>>>>

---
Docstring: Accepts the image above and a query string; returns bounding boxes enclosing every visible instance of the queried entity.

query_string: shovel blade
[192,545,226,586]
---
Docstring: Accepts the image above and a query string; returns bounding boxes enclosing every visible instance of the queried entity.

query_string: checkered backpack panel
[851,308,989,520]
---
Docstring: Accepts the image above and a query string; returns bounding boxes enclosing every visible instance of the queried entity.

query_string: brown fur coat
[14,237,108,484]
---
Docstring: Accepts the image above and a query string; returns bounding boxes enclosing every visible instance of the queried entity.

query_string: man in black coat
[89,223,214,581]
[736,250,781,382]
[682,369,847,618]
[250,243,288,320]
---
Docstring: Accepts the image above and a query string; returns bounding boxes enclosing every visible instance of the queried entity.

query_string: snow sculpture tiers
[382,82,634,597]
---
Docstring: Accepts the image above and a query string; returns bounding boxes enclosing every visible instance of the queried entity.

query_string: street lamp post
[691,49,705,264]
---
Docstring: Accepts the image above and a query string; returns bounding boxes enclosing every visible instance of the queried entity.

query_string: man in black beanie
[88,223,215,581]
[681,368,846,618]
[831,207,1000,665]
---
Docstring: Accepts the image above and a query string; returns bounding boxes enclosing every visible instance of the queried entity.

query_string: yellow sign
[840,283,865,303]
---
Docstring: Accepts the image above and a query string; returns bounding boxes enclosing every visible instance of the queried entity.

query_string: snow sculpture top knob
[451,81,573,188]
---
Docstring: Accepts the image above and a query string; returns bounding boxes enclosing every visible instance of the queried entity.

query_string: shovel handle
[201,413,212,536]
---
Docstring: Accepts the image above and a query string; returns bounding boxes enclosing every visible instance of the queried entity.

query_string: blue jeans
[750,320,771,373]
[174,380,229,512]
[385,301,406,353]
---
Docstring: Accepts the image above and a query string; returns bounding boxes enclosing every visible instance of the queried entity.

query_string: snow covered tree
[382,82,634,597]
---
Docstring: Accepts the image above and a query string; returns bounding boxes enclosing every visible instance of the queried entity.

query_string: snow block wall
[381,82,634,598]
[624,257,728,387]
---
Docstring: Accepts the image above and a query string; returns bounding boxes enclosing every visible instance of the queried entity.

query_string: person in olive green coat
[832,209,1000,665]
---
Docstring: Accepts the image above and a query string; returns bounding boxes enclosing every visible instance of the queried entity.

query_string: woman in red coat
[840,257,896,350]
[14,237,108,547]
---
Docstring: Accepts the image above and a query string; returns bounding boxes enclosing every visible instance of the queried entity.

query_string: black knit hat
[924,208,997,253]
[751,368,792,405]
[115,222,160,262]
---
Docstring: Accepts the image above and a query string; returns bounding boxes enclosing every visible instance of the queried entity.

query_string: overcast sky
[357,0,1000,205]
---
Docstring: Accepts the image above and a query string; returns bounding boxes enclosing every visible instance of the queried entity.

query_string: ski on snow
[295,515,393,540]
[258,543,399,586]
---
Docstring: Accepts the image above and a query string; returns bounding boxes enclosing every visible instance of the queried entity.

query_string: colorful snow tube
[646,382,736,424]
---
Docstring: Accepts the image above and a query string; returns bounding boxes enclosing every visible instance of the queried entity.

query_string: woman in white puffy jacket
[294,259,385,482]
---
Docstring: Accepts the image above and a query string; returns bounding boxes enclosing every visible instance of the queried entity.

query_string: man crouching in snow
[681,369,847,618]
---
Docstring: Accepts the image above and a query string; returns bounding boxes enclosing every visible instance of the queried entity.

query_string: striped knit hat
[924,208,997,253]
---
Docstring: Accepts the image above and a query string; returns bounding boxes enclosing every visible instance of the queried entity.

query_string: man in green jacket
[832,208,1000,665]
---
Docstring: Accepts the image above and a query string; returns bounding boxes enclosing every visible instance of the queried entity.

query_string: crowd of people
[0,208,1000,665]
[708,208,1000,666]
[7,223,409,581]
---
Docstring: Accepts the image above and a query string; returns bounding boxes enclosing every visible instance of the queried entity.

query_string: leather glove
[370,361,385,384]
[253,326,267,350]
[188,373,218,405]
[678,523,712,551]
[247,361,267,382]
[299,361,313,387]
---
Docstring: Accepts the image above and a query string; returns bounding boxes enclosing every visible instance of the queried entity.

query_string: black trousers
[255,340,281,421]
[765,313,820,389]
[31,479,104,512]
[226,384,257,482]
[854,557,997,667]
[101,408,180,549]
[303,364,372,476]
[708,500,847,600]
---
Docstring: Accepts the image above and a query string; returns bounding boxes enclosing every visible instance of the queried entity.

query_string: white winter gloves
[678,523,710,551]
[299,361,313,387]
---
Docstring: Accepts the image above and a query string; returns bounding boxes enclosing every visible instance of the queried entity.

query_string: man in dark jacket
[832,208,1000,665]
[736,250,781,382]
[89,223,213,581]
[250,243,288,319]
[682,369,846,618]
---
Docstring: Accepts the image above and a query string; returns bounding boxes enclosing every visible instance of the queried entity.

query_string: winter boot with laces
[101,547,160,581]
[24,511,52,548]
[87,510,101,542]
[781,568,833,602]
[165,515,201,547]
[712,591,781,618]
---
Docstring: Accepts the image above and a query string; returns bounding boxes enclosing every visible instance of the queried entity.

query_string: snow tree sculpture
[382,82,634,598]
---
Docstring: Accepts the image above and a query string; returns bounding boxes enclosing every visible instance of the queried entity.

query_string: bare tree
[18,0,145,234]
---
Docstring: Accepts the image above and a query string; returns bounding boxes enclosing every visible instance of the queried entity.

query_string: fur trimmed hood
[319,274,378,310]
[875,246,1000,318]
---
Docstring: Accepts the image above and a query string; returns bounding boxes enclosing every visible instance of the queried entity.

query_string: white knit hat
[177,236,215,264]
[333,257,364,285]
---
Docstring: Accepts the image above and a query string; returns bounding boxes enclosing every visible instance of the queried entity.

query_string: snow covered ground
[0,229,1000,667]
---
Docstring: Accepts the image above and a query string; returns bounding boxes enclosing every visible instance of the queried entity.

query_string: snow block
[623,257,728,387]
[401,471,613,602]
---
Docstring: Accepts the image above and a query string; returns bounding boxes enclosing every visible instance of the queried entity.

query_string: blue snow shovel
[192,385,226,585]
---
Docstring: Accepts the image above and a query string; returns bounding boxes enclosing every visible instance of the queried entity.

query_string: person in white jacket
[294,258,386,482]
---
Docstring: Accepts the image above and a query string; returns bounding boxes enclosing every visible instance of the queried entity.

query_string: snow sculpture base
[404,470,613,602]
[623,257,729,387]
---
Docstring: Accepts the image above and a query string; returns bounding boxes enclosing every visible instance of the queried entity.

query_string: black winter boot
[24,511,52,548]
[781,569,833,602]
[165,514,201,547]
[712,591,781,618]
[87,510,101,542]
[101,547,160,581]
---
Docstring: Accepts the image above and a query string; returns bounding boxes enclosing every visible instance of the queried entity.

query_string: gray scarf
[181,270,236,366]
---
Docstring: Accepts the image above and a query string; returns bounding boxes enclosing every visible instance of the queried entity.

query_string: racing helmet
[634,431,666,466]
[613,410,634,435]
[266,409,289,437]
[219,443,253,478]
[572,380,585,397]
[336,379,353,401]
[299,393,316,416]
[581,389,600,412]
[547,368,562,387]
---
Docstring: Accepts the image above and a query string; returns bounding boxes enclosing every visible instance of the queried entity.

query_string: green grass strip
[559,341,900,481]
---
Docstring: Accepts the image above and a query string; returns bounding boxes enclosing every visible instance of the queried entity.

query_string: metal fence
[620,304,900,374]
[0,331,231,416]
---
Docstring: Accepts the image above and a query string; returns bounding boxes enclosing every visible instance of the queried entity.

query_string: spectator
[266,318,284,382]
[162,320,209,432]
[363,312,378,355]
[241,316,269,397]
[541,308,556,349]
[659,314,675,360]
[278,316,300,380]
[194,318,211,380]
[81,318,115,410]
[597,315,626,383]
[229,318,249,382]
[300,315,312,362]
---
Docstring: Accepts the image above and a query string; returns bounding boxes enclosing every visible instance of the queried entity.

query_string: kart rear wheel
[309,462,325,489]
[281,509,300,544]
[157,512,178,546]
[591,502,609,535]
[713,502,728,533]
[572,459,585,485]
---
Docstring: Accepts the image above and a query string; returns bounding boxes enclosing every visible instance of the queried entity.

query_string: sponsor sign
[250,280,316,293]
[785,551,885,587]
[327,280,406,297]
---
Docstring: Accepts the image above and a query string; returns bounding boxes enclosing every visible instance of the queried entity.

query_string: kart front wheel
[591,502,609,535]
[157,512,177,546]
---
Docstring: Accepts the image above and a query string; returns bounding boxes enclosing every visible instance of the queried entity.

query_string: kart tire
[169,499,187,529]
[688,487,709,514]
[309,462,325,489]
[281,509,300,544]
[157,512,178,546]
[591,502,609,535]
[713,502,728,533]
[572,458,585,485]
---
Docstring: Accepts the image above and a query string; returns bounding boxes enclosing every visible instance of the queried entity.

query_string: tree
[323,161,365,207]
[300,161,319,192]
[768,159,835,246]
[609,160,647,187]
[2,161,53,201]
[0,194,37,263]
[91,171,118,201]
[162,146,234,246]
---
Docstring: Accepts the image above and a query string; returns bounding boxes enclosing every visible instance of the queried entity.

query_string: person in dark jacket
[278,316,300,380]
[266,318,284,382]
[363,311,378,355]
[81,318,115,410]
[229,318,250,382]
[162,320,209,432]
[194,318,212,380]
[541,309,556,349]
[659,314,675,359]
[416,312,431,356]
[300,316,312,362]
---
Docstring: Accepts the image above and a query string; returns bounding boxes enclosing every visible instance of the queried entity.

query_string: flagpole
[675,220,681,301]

<<<<

- **WHAT TO PRODUCE**
Copy out everything from the beginning of the records above down to and including the line that contains "[691,49,705,264]", reproducing each line without any change.

- **EXERCISE RESULT**
---
Docstring: Accepts the image above and a query string; returns bounding boxes enclosing every visible instance of the queried entity.

query_string: shovel blade
[192,545,226,586]
---
Docstring: Accepts the image above and a query string; returns bounding boxes enclosing every visible instance of the queried entity.

query_string: checkered backpack panel
[851,308,989,520]
---
Docstring: Accepts the image above and a query string; returns bounding boxes enclosing every visible instance of the queried entity.

query_string: brown fur coat
[14,237,108,484]
---
Docstring: Accepts the image above and a query string; returns bounding boxes enclosing every visible instance of the queried entity.

query_string: man in black coat
[89,223,214,581]
[736,250,781,382]
[682,369,847,618]
[250,243,288,320]
---
Docstring: Accepts the image above and a query string; returns bounding boxes enclosing every visible instance of the queried entity.

query_string: snow sculpture tiers
[382,82,634,597]
---
Docstring: Accepts the image above and a query string; returns bounding boxes enclosing every visible instance of the queried entity.

query_string: street lamp post
[691,49,705,264]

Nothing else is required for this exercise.